WHAT IS EXPECTED =>
Print the data exactly. Pictures stay out.

Point localization data:
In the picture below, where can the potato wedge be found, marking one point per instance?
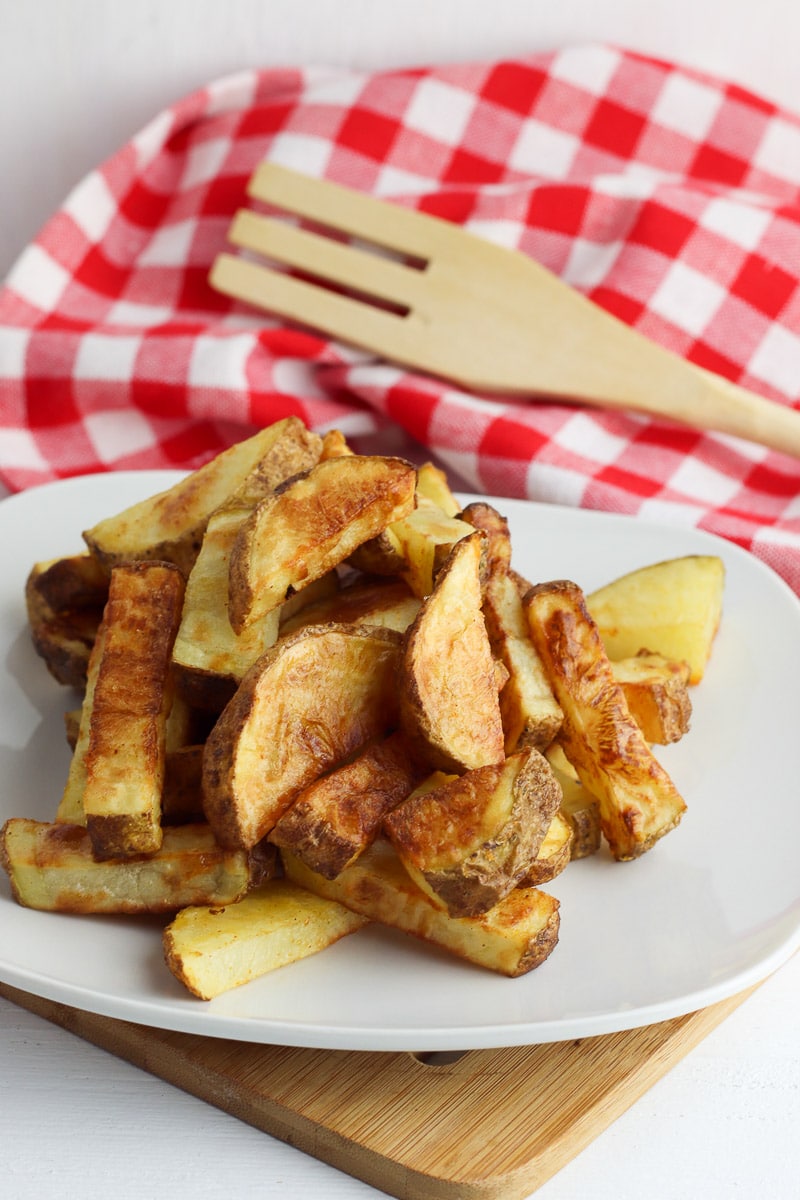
(311, 525)
(169, 526)
(53, 868)
(65, 599)
(70, 809)
(468, 841)
(386, 603)
(638, 801)
(181, 801)
(425, 539)
(579, 808)
(335, 819)
(214, 949)
(529, 711)
(132, 699)
(672, 609)
(432, 485)
(284, 727)
(511, 939)
(554, 853)
(657, 696)
(485, 517)
(335, 445)
(210, 657)
(449, 703)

OUTPUT OF THE EXERCISE =>
In the picture below, where can the potato wedge be found, marking one point per instance?
(311, 525)
(169, 526)
(53, 868)
(65, 599)
(70, 809)
(468, 841)
(386, 603)
(638, 801)
(181, 801)
(425, 539)
(579, 808)
(335, 819)
(214, 949)
(529, 711)
(132, 699)
(672, 609)
(432, 485)
(284, 727)
(511, 939)
(554, 853)
(657, 696)
(485, 517)
(335, 445)
(210, 657)
(449, 703)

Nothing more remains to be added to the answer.